- Provided data:
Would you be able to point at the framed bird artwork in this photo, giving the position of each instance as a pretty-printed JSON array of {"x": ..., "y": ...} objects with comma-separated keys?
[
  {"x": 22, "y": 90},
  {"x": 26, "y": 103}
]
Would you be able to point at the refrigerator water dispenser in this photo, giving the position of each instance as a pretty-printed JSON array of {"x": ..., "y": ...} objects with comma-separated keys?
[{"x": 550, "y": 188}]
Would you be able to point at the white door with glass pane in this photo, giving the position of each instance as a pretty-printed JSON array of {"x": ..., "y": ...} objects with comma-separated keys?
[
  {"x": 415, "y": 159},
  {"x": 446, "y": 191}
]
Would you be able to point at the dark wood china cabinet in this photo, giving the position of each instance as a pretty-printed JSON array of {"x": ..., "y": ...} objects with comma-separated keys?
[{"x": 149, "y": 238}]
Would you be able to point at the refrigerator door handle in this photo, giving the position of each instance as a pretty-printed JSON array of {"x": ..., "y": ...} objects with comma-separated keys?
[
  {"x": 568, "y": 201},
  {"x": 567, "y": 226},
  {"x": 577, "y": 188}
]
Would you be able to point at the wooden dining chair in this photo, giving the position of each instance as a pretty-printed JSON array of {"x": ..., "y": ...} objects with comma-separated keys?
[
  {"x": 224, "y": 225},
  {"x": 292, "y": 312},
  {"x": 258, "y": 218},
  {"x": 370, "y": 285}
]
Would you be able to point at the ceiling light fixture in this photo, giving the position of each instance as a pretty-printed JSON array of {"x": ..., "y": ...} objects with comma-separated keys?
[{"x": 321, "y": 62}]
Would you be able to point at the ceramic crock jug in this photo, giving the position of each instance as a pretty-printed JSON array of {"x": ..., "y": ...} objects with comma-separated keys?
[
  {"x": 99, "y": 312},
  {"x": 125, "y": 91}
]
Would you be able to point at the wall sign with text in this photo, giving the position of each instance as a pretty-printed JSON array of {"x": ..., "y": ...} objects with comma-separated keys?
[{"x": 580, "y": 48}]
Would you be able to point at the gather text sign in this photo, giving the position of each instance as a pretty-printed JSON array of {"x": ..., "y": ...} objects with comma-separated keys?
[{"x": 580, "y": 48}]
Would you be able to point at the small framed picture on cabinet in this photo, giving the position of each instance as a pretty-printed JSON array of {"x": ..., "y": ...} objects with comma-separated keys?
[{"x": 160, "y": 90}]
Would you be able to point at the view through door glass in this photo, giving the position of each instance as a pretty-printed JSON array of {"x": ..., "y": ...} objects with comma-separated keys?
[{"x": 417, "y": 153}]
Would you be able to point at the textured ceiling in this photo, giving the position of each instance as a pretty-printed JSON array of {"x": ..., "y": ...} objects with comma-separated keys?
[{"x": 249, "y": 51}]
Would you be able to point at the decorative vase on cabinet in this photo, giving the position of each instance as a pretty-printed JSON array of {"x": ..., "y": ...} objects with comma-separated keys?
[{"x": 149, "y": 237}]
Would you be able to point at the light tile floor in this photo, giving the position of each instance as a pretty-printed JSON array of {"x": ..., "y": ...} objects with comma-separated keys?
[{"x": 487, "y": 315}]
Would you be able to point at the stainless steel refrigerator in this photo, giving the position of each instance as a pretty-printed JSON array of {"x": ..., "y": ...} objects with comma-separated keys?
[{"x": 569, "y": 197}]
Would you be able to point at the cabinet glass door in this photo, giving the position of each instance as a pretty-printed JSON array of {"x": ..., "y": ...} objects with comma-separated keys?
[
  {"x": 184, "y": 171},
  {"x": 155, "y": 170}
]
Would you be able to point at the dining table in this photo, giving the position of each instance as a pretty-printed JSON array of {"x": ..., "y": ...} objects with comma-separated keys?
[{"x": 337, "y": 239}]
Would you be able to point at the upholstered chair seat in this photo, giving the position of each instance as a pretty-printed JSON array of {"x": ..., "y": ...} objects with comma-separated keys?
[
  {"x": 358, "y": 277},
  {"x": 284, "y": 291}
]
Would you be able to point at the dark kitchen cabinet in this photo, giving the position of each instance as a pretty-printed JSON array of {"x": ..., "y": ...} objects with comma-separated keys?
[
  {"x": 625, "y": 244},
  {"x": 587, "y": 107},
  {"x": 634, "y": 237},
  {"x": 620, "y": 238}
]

- What is being asked: Return every record above exactly as it appears.

- Solution to the problem:
Would you be able to point at the framed bird artwork in this photo, giving the position of each instance as a pretty-printed JSON array of {"x": ..., "y": ...} objects with comma-separated keys?
[
  {"x": 22, "y": 90},
  {"x": 26, "y": 103}
]
Would you be able to point at the refrigerator water dispenser in this photo, giving the position of each instance as a pretty-printed JSON array of {"x": ..., "y": ...} objects with comma-separated keys?
[{"x": 550, "y": 188}]
Would you be able to point at the white door with glass pane in this photo, giving the position of each instance as a pretty-printed JSON array of {"x": ..., "y": ...} objects with comma-separated keys?
[
  {"x": 415, "y": 159},
  {"x": 446, "y": 191}
]
Would you be able to point at the dark wood china cabinet in this photo, giving the position of each instance as a pretty-printed JSON array of {"x": ..., "y": ...} objects with comma-separated keys?
[{"x": 149, "y": 238}]
Would you be able to point at the refrigerator door handle in this photo, giving the position of each instance as a pretty-printed JSON array of {"x": ..., "y": ...} objects with comma-separated keys?
[
  {"x": 568, "y": 201},
  {"x": 567, "y": 226},
  {"x": 577, "y": 188}
]
Would you be able to point at the wooden dining chair in this photo, giving the position of each instance as a pretty-printed JSON array of {"x": ..., "y": ...} objects with comma-separated keys?
[
  {"x": 224, "y": 225},
  {"x": 292, "y": 312},
  {"x": 258, "y": 218},
  {"x": 370, "y": 285}
]
Would you be able to point at the ceiling light fixture in this photo, giving the position of each instance as a pretty-printed JSON array of {"x": ..., "y": ...} objects with comma-separated keys?
[{"x": 321, "y": 62}]
Would you be able to point at the ceramic crock jug in this photo, giving the position of each instance as a pretty-printed JSON array of {"x": ..., "y": ...} objects with comma-separated keys?
[
  {"x": 99, "y": 312},
  {"x": 125, "y": 91}
]
Would you be able to point at the wall sign with text in this photo, giving the position of each instance as a pretty-printed JSON array of {"x": ..., "y": ...} objects with comma-separated keys?
[{"x": 580, "y": 48}]
Would you be able to point at the gather text sign in this photo, giving the position of each instance as a pretty-printed JSON array of {"x": ..., "y": ...} objects with comma-separated keys?
[{"x": 580, "y": 48}]
Would you be able to point at the small framed picture on cabinet in this photo, giving the position of each instance as a pretty-printed JSON array of {"x": ..., "y": ...} objects with comma-separated keys?
[{"x": 160, "y": 90}]
Would you be able to point at the view through door glass in this photo, giving the position of each instance as a pretty-printed JSON array of {"x": ..., "y": ...} objects with comma-separated keys?
[{"x": 417, "y": 153}]
Would you be able to point at the textured ceiling in this photo, giving the position of each instance as a pretty-printed JSON array of {"x": ..., "y": ...} objects with comma-separated keys?
[{"x": 249, "y": 51}]
Would you be able to point at the decorative vase on cabinet in this photo, giving the position of each instance as a pretty-printed JSON array of {"x": ..., "y": ...} objects with comma-separated keys?
[{"x": 149, "y": 237}]
Would you be able to point at the light tile floor in this photo, giving the position of each instance as a pretty-printed JSON array of {"x": ..., "y": ...} objects with comma-separated keys?
[{"x": 487, "y": 315}]
Would you be able to point at the stainless steel refrigerator in this photo, giving the position of each instance as a pretty-printed JSON array of {"x": ..., "y": ...} objects with comma-separated keys?
[{"x": 569, "y": 197}]
Would you be able to point at the cabinet glass door in this photo, giving the position of each instance as a pretty-printed JSON array of {"x": ..., "y": ...} objects with comma-separated keys?
[
  {"x": 184, "y": 171},
  {"x": 155, "y": 170}
]
Would you be able to point at the dining table in this photo, giving the position of each instance as a pretty-printed JSON array of {"x": ..., "y": ...} objects with comma-separated keys?
[{"x": 337, "y": 239}]
Would you be able to point at the upholstered chair seat in this photo, giving the position of each instance as a pretty-printed JSON array of {"x": ..., "y": ...} objects with comma-separated keys?
[
  {"x": 358, "y": 277},
  {"x": 284, "y": 291}
]
Would you be able to point at the dark kitchen cabinet in this photo, giving the position of each instance as a pretty-printed JSON array of {"x": ..., "y": ...} objects with comma-separated keys?
[
  {"x": 625, "y": 244},
  {"x": 587, "y": 107},
  {"x": 634, "y": 237},
  {"x": 620, "y": 238}
]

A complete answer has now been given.